* ABOUT THIS EXERCISE *
Once the line with "<point>427,520</point>" is found in the data, output it and each following line exactly, up to and including the line with "<point>22,327</point>", and nothing before or after.

_ _ _ _

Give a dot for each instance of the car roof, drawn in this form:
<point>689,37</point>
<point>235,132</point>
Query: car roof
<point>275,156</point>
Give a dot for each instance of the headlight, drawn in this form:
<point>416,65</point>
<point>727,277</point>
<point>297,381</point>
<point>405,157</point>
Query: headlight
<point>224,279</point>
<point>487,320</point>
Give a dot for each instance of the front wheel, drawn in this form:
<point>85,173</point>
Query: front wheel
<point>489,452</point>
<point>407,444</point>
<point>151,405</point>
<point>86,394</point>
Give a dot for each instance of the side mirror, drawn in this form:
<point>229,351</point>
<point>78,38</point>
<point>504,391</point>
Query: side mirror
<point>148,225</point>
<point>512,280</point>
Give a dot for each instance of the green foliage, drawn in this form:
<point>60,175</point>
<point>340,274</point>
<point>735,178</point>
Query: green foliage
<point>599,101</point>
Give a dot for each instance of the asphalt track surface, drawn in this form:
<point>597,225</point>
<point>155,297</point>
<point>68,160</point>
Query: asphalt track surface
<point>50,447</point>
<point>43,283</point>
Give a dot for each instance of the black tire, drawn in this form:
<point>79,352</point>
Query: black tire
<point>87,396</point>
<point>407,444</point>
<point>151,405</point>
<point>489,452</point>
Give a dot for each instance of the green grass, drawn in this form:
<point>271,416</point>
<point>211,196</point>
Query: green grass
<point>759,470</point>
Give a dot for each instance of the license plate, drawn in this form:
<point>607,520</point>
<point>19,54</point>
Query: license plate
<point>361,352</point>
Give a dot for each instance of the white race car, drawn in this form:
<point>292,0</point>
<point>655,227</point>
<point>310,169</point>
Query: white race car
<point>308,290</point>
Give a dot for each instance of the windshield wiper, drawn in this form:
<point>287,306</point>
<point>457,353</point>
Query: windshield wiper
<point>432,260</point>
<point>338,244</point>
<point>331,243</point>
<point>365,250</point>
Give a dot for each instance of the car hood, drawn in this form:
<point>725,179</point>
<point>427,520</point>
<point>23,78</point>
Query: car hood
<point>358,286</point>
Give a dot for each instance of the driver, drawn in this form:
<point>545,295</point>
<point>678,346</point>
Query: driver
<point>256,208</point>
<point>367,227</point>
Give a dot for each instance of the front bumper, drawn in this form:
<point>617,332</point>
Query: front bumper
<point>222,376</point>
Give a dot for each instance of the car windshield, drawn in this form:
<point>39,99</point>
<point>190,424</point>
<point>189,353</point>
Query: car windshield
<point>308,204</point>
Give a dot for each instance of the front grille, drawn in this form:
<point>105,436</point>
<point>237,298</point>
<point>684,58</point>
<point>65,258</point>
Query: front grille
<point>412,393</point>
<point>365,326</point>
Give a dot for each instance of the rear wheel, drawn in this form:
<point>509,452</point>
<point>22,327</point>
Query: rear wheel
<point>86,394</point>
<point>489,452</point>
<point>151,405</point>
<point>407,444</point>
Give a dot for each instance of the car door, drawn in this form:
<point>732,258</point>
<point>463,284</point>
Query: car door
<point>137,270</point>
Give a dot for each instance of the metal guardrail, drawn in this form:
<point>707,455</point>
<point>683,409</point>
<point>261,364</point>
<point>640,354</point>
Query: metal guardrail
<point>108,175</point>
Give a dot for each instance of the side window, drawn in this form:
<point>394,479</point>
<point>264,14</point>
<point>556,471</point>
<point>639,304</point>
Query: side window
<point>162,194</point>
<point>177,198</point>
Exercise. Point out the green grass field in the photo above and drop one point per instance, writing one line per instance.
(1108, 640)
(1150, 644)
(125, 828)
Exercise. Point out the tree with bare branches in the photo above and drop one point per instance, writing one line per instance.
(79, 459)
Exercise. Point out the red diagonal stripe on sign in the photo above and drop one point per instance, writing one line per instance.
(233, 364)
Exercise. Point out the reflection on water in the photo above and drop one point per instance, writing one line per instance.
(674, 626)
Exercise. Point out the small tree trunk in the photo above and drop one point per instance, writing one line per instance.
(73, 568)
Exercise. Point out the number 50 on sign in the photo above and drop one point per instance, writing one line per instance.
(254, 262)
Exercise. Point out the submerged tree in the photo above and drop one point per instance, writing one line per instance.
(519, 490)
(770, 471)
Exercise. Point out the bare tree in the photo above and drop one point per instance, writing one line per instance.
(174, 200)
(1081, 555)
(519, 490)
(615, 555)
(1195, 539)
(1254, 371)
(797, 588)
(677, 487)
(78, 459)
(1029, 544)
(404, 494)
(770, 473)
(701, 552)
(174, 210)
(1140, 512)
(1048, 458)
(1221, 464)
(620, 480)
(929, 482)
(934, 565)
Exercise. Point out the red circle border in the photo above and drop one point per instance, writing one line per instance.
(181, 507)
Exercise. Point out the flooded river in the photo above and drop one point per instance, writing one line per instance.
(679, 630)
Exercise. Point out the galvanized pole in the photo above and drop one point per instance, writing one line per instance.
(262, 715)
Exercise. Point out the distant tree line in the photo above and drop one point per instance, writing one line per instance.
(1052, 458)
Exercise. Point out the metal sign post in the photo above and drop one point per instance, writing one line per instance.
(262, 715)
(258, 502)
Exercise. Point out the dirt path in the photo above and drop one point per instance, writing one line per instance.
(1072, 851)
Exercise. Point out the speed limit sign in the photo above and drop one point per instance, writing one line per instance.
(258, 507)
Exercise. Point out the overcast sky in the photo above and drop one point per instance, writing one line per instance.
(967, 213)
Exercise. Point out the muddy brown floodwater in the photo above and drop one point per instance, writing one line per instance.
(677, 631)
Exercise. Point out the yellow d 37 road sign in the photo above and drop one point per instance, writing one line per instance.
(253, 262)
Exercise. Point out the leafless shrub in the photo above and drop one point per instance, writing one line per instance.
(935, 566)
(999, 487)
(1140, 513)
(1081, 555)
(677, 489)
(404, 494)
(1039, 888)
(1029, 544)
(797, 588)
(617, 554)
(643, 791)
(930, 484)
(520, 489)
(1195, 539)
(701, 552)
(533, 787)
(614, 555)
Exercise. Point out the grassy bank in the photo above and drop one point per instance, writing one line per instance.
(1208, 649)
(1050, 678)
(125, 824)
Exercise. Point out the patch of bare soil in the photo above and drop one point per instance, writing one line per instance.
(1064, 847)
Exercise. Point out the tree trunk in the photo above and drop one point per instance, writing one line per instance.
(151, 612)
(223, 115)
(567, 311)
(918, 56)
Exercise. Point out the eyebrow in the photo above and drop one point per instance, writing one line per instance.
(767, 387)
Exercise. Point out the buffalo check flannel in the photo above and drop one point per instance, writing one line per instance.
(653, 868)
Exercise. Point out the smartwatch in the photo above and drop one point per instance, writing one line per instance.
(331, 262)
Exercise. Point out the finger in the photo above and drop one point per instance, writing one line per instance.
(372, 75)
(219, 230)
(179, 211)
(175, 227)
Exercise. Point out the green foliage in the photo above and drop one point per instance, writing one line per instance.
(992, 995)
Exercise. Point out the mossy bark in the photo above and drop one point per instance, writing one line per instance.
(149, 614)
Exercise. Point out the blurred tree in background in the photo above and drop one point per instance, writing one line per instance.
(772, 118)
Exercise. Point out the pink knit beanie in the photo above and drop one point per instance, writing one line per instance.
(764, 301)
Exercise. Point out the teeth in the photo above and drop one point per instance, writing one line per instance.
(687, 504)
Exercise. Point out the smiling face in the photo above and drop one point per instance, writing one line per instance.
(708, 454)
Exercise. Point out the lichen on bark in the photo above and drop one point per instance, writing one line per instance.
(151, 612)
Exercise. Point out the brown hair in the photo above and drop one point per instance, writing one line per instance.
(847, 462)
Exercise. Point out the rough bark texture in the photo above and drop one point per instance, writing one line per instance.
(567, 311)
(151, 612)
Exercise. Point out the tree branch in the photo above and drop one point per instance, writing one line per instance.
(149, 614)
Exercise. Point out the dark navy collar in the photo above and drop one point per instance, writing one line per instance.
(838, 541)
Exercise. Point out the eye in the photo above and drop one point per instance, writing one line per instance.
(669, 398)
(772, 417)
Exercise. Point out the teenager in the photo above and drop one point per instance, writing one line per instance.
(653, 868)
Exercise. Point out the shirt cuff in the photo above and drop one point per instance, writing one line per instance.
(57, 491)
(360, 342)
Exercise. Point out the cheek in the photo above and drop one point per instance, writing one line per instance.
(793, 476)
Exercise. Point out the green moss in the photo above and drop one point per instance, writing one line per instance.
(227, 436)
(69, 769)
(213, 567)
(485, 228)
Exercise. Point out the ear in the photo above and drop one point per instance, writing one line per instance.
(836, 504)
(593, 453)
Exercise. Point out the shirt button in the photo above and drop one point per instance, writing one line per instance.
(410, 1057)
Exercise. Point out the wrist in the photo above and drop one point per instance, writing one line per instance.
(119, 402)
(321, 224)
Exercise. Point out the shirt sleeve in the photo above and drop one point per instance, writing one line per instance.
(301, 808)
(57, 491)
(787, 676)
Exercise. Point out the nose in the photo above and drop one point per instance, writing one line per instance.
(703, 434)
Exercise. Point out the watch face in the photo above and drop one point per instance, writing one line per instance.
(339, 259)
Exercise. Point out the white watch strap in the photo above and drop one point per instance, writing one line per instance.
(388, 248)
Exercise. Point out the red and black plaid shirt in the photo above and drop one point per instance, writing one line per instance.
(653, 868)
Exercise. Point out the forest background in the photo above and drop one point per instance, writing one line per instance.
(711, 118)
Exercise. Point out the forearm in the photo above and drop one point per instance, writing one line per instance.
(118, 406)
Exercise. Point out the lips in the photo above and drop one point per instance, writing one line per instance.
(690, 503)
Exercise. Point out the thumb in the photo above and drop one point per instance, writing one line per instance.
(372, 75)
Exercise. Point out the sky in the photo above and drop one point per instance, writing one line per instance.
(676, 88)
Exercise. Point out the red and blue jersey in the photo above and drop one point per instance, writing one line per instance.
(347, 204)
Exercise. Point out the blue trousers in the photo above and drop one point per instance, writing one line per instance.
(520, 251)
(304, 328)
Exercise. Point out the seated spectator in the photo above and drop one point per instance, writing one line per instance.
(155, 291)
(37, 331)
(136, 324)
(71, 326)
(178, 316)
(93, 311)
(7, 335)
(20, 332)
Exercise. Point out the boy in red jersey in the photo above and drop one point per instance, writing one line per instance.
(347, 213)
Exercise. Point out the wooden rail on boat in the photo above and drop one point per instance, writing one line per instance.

_ _ _ _

* ANSWER *
<point>427,520</point>
<point>23,78</point>
Query: car hood
<point>358,286</point>
Give a dot for each instance of the driver, drawn in this form:
<point>545,295</point>
<point>678,346</point>
Query: driver
<point>256,208</point>
<point>367,227</point>
Give a dot for each instance of the front bumper, drawn in this form:
<point>617,332</point>
Query: front bumper
<point>222,376</point>
Give a dot for each instance of the car windshield, drawn in this form:
<point>39,99</point>
<point>190,424</point>
<point>189,353</point>
Query: car windshield
<point>308,204</point>
Give a dot for each instance of the front grille, drawn in this form:
<point>105,436</point>
<point>237,298</point>
<point>684,58</point>
<point>65,258</point>
Query: front grille
<point>412,393</point>
<point>365,326</point>
Give a dot for each instance of the rear wheel, drawn in this form:
<point>509,452</point>
<point>22,327</point>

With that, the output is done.